Provided material>
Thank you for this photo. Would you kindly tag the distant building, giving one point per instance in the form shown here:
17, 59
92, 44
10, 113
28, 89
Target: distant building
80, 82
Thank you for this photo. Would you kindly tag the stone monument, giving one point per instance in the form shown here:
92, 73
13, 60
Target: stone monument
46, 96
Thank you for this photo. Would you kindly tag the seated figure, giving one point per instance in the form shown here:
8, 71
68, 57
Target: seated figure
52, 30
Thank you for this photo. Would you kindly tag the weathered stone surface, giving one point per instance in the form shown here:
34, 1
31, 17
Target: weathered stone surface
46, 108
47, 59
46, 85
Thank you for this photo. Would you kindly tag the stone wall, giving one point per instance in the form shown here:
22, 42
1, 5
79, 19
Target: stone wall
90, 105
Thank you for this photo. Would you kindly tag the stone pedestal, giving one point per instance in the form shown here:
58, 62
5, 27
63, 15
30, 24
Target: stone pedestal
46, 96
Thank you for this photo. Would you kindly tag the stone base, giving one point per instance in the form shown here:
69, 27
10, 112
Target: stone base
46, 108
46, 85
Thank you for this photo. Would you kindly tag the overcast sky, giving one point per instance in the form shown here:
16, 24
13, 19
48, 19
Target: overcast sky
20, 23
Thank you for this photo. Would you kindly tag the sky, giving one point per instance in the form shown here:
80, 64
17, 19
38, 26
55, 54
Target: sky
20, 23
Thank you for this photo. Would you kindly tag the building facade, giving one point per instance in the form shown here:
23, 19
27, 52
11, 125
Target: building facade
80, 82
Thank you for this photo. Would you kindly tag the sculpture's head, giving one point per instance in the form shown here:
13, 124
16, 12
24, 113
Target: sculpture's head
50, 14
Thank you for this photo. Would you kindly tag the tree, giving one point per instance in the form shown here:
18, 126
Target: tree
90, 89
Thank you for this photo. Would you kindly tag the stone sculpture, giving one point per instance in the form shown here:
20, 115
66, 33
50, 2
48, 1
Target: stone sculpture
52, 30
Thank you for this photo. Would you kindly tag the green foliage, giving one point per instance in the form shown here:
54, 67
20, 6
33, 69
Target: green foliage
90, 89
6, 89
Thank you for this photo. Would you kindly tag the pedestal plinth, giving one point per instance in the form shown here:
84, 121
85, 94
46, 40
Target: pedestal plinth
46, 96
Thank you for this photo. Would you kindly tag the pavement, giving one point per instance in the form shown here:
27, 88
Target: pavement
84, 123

What is being asked> Please copy out the rows above verbatim, beginning with the line that contains "the tree, giving" and ending with the final line of the rows, both included.

Solution>
Thank you for this photo. Would you kindly tag the tree, giving one point per instance in the form shown here:
18, 126
Target: tree
90, 89
Thank you for this photo. Would you kindly tag the stone sculpture, giving one point per instance in the form shown here:
20, 115
66, 33
50, 2
48, 1
Target: stone sculpture
52, 30
Thank you for this photo. Would you kindly tag the green foliage, giving one point per instance in the form shown here:
54, 67
20, 6
33, 69
Target: green foliage
90, 89
6, 89
Thank you for this photo. Would you kindly tag the pedestal plinth, giving one point per instance in the form shown here:
84, 121
85, 94
46, 40
Target: pedestal plinth
46, 96
Thank you for this photo. Would you kindly tag the pavement, giving one point per instance in the form shown here:
27, 88
Target: pavement
84, 123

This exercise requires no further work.